__WORK REQUEST A__:
Copy the portion of the profile of Eugene Skrypnyk starting at "Many associate the" and ending at "and haunting memories.".
__WORK REQUEST B__:
According to the profile of Eugene Skrypnyk, how many people came to the first Shum rave?
__WORK REQUEST C__:
Write the next part of the profile of Eugene Skrypnyk and the Shum rave, continuing from the point where it ends.

__GIVEN PASSAGE__:

__________________________________________________

Age: 23
Education: Slavic Pedagogical Lyceum
Profession: Community manager at InshaOsvita
Did you know? When Skrypnyk was 7, he broke his spine and had to learn how to walk again.
“Shum rave was born out of love,” Eugene Skrypnyk says. Love for his friends, love for his hometown of Sloviansk and love for his region, the eastern Donbas.
Many associate the east of Ukraine and the town of Sloviansk with war, occupation, and danger. Skrypnyk wants to change that. He already has started to do it.
It’s been six years since the occupation and liberation of Sloviansk. But the memories and emptiness remain. Although the town is free, the youth felt trapped. A noise curfew meant that there were no gatherings or parties in the city center after 11. Instead, there was silence and haunting memories.
Skrypnyk’s best friend told him she wanted a place to dance, to feel free and to let music drown out the silence they were stuck with. He planned to give her exactly that. “When you love someone, you’ll do anything for them,” he says.
Skrypnyk gathered a few eastern DJs, found an abandoned building in his town and set up the first Shum rave. In Ukrainian and Russian, Shum means “noise.” A hundred people came and danced until 7 in the morning. The next Shum brought even more. By the third event, news of the rave had spread throughout the east. People came from the neighboring towns of Kramatorsk and Druzhkivka and from farther places like Kharkiv and even Kyiv.

__________________________________________________

__INFORMATION__:
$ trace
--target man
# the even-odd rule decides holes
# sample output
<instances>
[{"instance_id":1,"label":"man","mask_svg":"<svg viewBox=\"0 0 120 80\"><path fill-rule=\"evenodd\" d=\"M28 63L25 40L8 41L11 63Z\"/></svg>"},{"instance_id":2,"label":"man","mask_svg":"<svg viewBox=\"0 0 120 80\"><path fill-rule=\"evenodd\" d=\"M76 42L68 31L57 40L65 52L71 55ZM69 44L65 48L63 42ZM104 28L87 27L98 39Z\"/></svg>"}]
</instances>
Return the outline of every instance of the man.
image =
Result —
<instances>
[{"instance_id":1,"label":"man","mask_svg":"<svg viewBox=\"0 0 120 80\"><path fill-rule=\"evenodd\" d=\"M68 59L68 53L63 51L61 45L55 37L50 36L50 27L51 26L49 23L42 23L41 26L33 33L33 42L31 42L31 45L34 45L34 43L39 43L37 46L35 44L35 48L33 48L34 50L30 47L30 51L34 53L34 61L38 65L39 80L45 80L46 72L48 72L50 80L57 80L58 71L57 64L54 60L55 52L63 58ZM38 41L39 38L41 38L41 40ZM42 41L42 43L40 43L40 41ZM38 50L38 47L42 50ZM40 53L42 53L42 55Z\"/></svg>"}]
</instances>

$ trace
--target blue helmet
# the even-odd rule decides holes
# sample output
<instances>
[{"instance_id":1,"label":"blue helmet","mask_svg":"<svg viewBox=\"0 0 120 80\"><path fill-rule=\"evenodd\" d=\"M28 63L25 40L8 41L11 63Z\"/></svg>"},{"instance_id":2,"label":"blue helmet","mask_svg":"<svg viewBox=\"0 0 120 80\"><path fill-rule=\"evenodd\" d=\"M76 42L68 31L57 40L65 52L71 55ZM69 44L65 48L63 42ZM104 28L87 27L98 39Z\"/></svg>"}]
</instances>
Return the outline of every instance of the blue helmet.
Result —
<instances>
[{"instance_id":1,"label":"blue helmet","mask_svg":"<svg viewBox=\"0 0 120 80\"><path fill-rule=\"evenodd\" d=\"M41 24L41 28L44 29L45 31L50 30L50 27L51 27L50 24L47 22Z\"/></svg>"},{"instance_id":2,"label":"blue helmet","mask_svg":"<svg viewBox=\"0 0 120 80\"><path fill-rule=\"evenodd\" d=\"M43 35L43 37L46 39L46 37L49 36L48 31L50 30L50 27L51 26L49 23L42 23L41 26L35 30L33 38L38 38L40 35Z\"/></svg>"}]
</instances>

__________________________________________________

__TASK ANSWER A__:
Many associate the east of Ukraine and the town of Sloviansk with war, occupation, and danger. Skrypnyk wants to change that. He already has started to do it.
It’s been six years since the occupation and liberation of Sloviansk. But the memories and emptiness remain. Although the town is free, the youth felt trapped. A noise curfew meant that there were no gatherings or parties in the city center after 11. Instead, there was silence and haunting memories.

__TASK ANSWER B__:
A hundred people came to the first Shum rave.

__TASK ANSWER C__:
Before, when mentioning Sloviansk, people would think of the war. Now, in the east, if you mention Sloviansk, they think of Shum rave.
And when they think of Shum rave, they think of Skrypnyk.
Although the coronavirus stalled many of his plans, Skrypnyk didn’t let that stop him from his mission. That’s the type of person he is. He gained support from the United Nations Development Program to create films of beautiful locations in Donetsk and Luhansk oblasts. By filming DJ sets in these locations, he hopes to spread eastern techno culture, showcase that there is beauty in Donbas and encourage tourism within the region.
Shum is not the only thing Skrypnyk is involved with. He also works with Plan B fest, a festival that brings in lecturers and speakers about innovation in eastern Ukraine during the day and concerts and DJs at night. The festival gathers creatives and innovators in the hopes of improving their region. It’s a familiar mission for Skrypnyk.
Skrypnyk has many plans for the future. Shum has just started to grow. He planned to open a school for DJs, but is waiting until the pandemic dies down.
“We are just getting started,” he says.